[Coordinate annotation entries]
--- Start ---

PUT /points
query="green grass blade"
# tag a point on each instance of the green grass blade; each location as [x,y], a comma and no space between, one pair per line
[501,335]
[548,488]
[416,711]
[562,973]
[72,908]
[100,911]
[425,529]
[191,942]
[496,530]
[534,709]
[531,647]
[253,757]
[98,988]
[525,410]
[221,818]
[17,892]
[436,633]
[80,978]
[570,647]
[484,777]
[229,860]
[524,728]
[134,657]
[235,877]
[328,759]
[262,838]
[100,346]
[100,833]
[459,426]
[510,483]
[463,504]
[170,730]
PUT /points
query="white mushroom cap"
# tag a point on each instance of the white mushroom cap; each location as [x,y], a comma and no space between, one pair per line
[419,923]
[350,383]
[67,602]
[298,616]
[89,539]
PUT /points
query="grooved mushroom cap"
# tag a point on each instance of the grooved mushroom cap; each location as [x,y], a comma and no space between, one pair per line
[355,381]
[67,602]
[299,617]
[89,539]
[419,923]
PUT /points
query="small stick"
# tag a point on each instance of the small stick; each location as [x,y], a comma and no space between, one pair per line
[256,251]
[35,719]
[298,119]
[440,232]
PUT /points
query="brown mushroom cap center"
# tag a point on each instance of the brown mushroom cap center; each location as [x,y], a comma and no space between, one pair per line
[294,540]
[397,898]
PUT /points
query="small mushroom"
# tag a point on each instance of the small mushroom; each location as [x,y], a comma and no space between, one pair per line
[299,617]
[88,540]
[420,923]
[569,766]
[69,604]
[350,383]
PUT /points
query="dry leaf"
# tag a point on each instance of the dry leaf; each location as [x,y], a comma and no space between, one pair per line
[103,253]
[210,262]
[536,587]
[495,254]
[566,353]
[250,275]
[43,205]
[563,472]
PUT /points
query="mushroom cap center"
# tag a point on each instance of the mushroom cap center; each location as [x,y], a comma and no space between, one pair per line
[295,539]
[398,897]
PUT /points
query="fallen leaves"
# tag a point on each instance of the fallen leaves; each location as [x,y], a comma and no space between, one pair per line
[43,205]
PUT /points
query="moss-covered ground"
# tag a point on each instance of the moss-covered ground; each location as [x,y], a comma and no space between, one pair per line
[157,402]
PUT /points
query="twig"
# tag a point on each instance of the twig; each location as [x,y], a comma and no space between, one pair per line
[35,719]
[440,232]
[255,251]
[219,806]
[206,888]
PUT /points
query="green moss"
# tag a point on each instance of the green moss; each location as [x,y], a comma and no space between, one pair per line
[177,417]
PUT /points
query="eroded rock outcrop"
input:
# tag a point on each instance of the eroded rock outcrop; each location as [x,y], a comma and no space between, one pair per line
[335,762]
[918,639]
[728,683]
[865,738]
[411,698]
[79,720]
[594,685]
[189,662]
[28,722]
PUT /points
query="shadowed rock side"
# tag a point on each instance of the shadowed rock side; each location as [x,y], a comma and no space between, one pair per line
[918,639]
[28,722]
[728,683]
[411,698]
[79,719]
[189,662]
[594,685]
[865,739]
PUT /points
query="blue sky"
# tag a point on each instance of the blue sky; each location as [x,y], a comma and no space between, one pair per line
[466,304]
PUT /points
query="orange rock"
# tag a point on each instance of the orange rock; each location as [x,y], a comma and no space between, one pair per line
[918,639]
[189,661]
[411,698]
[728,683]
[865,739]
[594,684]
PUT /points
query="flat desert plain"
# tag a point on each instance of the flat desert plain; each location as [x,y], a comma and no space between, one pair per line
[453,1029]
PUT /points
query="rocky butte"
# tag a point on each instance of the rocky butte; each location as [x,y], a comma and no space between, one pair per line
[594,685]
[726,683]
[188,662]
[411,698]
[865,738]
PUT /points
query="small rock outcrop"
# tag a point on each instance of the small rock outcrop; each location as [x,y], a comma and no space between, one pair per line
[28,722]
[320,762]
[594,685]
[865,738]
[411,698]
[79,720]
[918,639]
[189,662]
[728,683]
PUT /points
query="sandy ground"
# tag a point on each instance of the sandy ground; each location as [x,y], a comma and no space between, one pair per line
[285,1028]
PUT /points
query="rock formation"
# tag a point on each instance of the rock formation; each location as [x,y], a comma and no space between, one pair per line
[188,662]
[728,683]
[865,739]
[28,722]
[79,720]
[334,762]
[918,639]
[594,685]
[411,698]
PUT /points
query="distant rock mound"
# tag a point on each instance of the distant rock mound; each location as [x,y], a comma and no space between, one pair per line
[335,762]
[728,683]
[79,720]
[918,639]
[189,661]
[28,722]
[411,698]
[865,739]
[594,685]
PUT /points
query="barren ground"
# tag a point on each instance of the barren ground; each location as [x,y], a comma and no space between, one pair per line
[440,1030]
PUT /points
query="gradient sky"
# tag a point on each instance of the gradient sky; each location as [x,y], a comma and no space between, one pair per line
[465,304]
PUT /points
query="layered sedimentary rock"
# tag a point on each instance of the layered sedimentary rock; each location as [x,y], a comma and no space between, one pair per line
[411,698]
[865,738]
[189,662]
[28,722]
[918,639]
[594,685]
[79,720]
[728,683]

--- End ---

#### TASK DIRECTIONS
From the records above, extract every entry exactly as given.

#### ANSWER FOR THE TASK
PUT /points
query="green grass blade"
# tag a point on each instance of the green grass blade; each location as [x,y], a comma and no space between, one pair per line
[501,335]
[548,488]
[416,711]
[562,973]
[72,908]
[100,911]
[425,529]
[191,942]
[496,530]
[534,709]
[531,647]
[253,757]
[98,988]
[525,410]
[221,818]
[17,892]
[436,633]
[80,978]
[570,647]
[484,777]
[229,860]
[524,728]
[134,657]
[235,877]
[328,759]
[262,838]
[100,346]
[100,833]
[459,426]
[510,483]
[463,504]
[170,730]
PUT /points
query="white mushroom cap"
# tag a point on each instance of the white mushroom cap; each location as [x,y], a comma and no space between, one pair per line
[419,923]
[350,383]
[67,602]
[298,616]
[89,539]
PUT /points
query="grooved mushroom cap"
# tag a point on each instance of the grooved mushroom cap; each location as [x,y], a comma and no space between, one pair per line
[355,381]
[67,602]
[299,617]
[89,539]
[419,923]
PUT /points
query="small stick"
# tag a point on each instance of the small stick; each location as [x,y], a comma and no space between, one pair per line
[256,251]
[35,719]
[298,119]
[440,232]
PUT /points
query="brown mushroom cap center"
# tag a point on each instance of the brown mushroom cap center; each location as [x,y], a comma and no space between, one pair per line
[294,540]
[397,898]
PUT /points
query="small mushroom"
# tag a point on each instance of the small mushroom; each location as [x,y], a comma and no space between, one pair per line
[299,617]
[88,540]
[420,923]
[569,766]
[69,604]
[350,383]
PUT /points
query="dry leaf"
# tag a point on each instance of the dry leaf; each location as [x,y], a comma and no space between, one pair per line
[103,253]
[210,262]
[536,587]
[495,254]
[566,353]
[250,275]
[43,205]
[563,472]
PUT /points
query="mushroom cap center"
# tag a point on each instance of the mushroom cap center; each location as [x,y], a comma and no space between, one pair per line
[295,539]
[398,897]
PUT /points
query="fallen leaves"
# tag a point on each instance of the fallen leaves; each location as [x,y], a comma and no space between, one pair per line
[43,205]
PUT /points
query="moss-covered ground"
# tag a point on each instance of the moss-covered ground; each location as [x,y], a comma and no space between, one pair per line
[157,402]
PUT /points
query="twig"
# tag a point on each instance of the twig; each location as [x,y], a comma and no space between, one pair per line
[35,719]
[440,232]
[255,251]
[219,806]
[206,888]
PUT /points
query="green moss"
# tag a point on each instance of the green moss; each location as [x,y], a comma and no space between, one pair per line
[177,417]
PUT /points
query="eroded rock outcrop"
input:
# tag a point on each instance of the eroded rock outcrop; each location as [x,y], a comma and no space between, one pair per line
[335,762]
[918,639]
[728,683]
[865,738]
[411,698]
[79,720]
[594,685]
[189,662]
[28,722]
PUT /points
query="shadowed rock side"
# tag a point on each instance of the shadowed rock side; each location as [x,y], a comma and no space between, one pair per line
[918,639]
[28,722]
[728,683]
[411,698]
[79,719]
[189,662]
[594,685]
[865,739]
PUT /points
query="blue sky"
# tag a point on each instance of the blue sky; each location as [x,y], a comma and no space between, one pair per line
[466,304]
PUT /points
query="orange rock"
# tag a point on each instance of the orange rock; each location as [x,y], a comma and no space between, one pair per line
[918,639]
[189,661]
[411,698]
[728,683]
[865,739]
[594,684]
PUT /points
query="flat desert plain"
# tag a point on each instance of the flat desert plain; each location as [x,y], a comma and no space between, one pair per line
[453,1029]
PUT /points
query="rocky butte"
# tag a point on each instance of the rocky butte; each location as [x,y], a comma and no space between, one pair per line
[594,685]
[726,683]
[188,662]
[411,698]
[865,738]
PUT /points
query="small rock outcrop"
# tag a point on each instance of the small rock outcrop; each location as [x,y], a comma and no space between, one pair per line
[28,722]
[320,762]
[594,685]
[865,738]
[411,698]
[79,720]
[918,639]
[189,662]
[728,683]
PUT /points
query="sandy ground"
# tag a point on each instance of the sandy ground; each location as [x,y], a comma and no space between, one pair per line
[285,1028]
PUT /points
query="rock formation"
# tag a point on each instance of the rock formation; each location as [x,y], a comma and no space between, one pair per line
[188,662]
[728,683]
[865,739]
[28,722]
[79,720]
[334,762]
[918,639]
[594,685]
[411,698]
PUT /points
query="distant rock mound"
# tag a point on each instance of the distant rock mound; each location as [x,y], a comma and no space between, one pair per line
[335,762]
[728,683]
[79,720]
[918,639]
[189,661]
[28,722]
[411,698]
[865,739]
[594,685]
PUT /points
query="barren ground"
# tag a point on each instance of the barren ground; each location as [x,y], a comma and no space between, one pair per line
[440,1030]
PUT /points
query="gradient sky"
# tag a point on each instance of the gradient sky; each location as [x,y], a comma and no space between, one pair per line
[465,304]
PUT /points
query="layered sedimentary rock"
# tag a point on each instance of the layered sedimentary rock; each location as [x,y], a comma and no space between, one pair per line
[411,698]
[865,738]
[189,662]
[28,722]
[918,639]
[594,685]
[79,720]
[728,683]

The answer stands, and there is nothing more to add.